## [Work instruction]
Exactly the lines from the one that holds "48, row 315." to the end of the data below: retype these and nothing else.
*** Opening of Source records ***
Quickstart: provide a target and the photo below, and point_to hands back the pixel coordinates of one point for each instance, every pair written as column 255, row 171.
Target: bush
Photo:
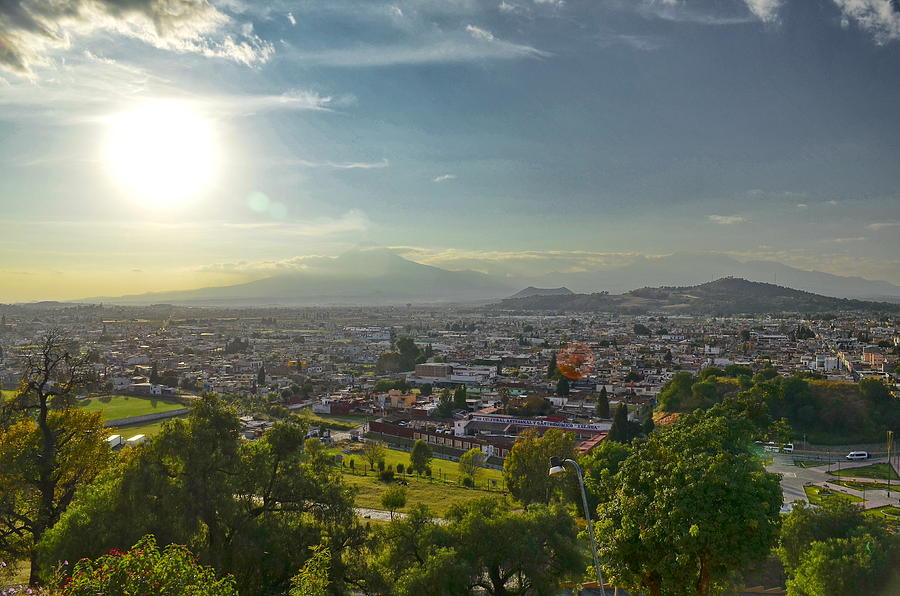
column 146, row 570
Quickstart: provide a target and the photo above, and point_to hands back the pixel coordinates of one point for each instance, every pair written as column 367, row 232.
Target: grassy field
column 150, row 429
column 875, row 471
column 818, row 495
column 440, row 468
column 439, row 497
column 123, row 406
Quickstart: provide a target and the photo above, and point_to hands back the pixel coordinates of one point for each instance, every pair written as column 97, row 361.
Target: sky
column 153, row 145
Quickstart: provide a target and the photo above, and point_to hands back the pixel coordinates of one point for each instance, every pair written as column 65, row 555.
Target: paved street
column 794, row 478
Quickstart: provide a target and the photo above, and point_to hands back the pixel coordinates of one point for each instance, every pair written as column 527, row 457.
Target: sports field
column 123, row 406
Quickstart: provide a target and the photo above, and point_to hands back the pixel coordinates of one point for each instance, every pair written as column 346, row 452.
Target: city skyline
column 147, row 151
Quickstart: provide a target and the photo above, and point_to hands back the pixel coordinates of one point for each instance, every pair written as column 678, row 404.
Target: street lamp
column 557, row 468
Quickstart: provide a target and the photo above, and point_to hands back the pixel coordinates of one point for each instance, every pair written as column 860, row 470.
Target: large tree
column 691, row 508
column 526, row 466
column 48, row 448
column 528, row 552
column 247, row 507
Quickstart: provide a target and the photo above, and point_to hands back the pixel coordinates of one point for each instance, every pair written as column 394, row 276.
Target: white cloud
column 348, row 165
column 765, row 10
column 883, row 225
column 727, row 219
column 879, row 17
column 479, row 33
column 31, row 31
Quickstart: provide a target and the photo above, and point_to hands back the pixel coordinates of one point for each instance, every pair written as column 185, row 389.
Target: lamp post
column 557, row 468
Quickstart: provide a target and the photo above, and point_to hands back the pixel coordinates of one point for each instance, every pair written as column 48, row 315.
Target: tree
*** Close of Source records ***
## [Task output]
Quickstart: provide a target and the photo above, and point_to hands back the pixel coordinates of one point for each instance, every pair written as column 48, row 315.
Target: tree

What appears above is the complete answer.